WHAT TO PRODUCE | From the data underneath, reproduce exactly the stretch that begins at the line with "868, row 351." and ends after the line with "771, row 249.".

"""

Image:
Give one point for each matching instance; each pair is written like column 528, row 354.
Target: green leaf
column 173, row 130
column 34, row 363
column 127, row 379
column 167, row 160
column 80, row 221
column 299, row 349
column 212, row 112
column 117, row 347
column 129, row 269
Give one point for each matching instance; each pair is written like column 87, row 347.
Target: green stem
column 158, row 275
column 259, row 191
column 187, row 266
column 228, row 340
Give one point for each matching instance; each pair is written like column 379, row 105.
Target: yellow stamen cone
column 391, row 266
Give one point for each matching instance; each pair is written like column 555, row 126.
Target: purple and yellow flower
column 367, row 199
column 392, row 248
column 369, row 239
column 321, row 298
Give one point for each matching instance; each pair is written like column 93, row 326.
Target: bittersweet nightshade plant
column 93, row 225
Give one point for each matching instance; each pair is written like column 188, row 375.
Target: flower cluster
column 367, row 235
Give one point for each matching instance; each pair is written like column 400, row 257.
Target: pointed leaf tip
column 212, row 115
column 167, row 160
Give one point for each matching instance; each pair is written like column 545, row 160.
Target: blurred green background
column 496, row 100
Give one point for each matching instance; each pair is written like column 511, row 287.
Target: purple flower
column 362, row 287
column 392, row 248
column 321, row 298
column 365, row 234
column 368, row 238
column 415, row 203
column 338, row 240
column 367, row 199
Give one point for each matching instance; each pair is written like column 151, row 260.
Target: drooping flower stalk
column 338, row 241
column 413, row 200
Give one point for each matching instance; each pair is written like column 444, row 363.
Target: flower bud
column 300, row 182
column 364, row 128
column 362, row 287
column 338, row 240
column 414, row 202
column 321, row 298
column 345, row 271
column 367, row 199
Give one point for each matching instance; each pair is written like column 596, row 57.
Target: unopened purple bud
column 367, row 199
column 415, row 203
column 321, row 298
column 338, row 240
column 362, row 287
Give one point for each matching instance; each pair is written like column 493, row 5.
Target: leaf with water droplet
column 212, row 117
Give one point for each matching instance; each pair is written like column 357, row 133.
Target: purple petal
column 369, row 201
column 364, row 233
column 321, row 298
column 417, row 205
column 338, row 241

"""
"""

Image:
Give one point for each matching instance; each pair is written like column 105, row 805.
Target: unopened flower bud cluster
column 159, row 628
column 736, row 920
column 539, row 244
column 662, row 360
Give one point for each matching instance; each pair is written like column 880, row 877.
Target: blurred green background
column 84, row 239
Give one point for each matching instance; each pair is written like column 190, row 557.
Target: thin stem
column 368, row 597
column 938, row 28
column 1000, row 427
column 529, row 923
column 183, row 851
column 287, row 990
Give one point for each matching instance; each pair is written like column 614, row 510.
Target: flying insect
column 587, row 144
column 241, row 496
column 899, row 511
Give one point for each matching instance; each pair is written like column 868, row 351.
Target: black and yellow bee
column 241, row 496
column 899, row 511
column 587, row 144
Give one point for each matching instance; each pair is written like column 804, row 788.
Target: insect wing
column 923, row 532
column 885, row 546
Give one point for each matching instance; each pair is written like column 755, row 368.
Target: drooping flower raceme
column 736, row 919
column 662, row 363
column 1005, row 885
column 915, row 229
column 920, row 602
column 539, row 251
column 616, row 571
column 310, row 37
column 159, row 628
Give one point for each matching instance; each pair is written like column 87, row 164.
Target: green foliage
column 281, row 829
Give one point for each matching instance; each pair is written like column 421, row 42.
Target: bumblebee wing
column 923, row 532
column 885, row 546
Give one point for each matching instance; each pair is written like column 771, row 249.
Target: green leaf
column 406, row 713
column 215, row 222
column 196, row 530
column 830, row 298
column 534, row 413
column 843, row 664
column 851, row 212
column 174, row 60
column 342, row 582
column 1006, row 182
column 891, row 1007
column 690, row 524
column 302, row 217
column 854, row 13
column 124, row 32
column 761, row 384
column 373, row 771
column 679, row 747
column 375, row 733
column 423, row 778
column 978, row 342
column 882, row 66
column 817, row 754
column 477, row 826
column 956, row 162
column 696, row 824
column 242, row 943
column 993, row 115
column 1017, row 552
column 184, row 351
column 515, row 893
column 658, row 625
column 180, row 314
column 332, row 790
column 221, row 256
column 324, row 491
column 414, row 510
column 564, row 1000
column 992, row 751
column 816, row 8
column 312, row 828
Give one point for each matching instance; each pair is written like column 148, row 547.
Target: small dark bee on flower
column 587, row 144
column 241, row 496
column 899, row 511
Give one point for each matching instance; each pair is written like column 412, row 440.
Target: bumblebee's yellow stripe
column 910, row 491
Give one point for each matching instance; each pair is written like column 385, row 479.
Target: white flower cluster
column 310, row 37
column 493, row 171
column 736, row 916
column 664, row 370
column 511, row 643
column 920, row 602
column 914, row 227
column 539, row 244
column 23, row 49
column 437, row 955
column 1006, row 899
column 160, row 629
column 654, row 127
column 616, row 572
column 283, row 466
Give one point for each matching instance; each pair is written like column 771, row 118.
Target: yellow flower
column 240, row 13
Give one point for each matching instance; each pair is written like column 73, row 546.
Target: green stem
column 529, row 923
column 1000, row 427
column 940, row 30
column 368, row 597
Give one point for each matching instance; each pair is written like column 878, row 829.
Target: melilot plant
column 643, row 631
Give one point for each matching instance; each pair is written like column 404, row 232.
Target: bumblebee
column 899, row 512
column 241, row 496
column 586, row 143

"""
"""

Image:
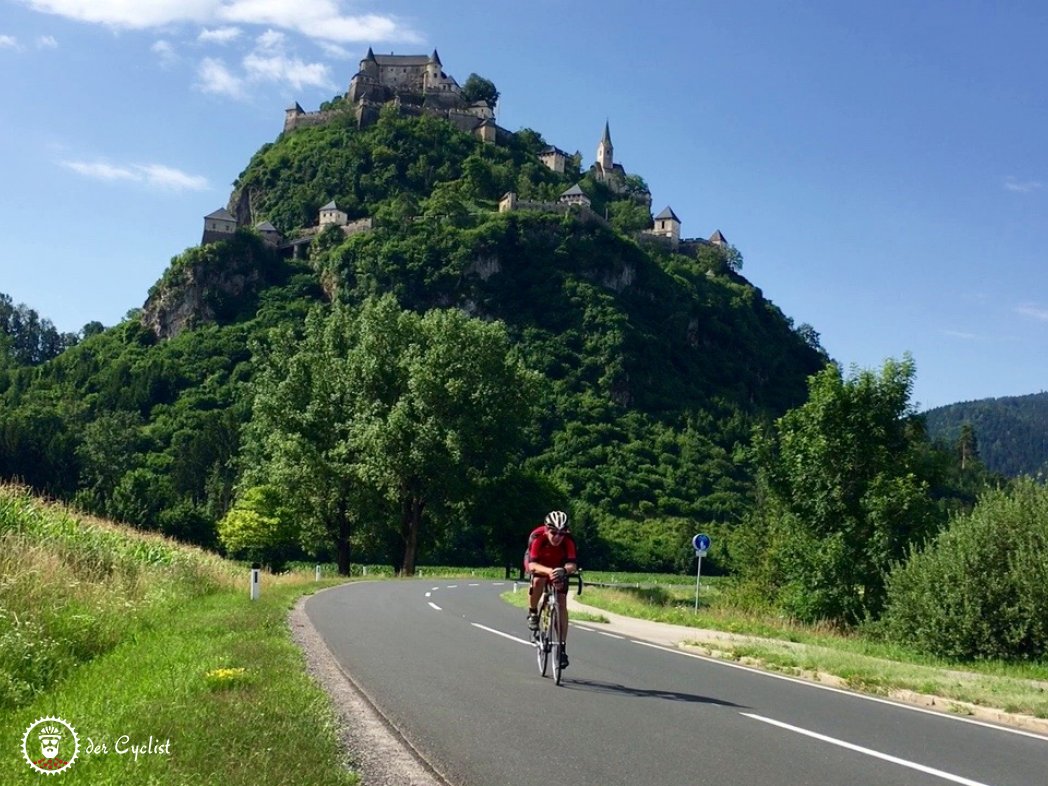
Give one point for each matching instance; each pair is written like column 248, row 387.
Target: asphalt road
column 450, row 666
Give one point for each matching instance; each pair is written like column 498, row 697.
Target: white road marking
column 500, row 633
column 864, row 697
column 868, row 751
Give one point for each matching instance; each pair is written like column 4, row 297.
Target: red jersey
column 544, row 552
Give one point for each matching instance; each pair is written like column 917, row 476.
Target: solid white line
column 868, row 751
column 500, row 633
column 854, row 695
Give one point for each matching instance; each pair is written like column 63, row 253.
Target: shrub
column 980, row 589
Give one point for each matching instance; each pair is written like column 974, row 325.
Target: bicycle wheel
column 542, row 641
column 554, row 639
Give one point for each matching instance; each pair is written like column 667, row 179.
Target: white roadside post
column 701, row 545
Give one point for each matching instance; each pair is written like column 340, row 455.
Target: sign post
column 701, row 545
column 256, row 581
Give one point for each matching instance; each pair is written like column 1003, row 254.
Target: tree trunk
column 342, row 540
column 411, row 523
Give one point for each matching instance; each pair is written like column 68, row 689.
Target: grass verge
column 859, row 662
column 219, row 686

"""

TASK OUTPUT |
Give one point for each matching instance; each pair is written like column 868, row 351.
Target: black and yellow bee
column 241, row 496
column 899, row 511
column 587, row 144
Give one point for each matching instance; each pair is written like column 804, row 788.
Target: insect wing
column 923, row 532
column 885, row 546
Give one point for each matching instance; each pair is written like column 755, row 368.
Target: drooping flower raceme
column 736, row 919
column 662, row 363
column 1005, row 885
column 915, row 229
column 920, row 602
column 539, row 251
column 616, row 571
column 310, row 37
column 159, row 628
Give one point for each matching instance; each pair is written like column 87, row 164.
Target: green foliage
column 281, row 829
Give one point for each matching instance; each pair is written like column 421, row 42.
Target: bumblebee wing
column 923, row 532
column 885, row 546
Give one point for each matching instance; each pair is written like column 771, row 249.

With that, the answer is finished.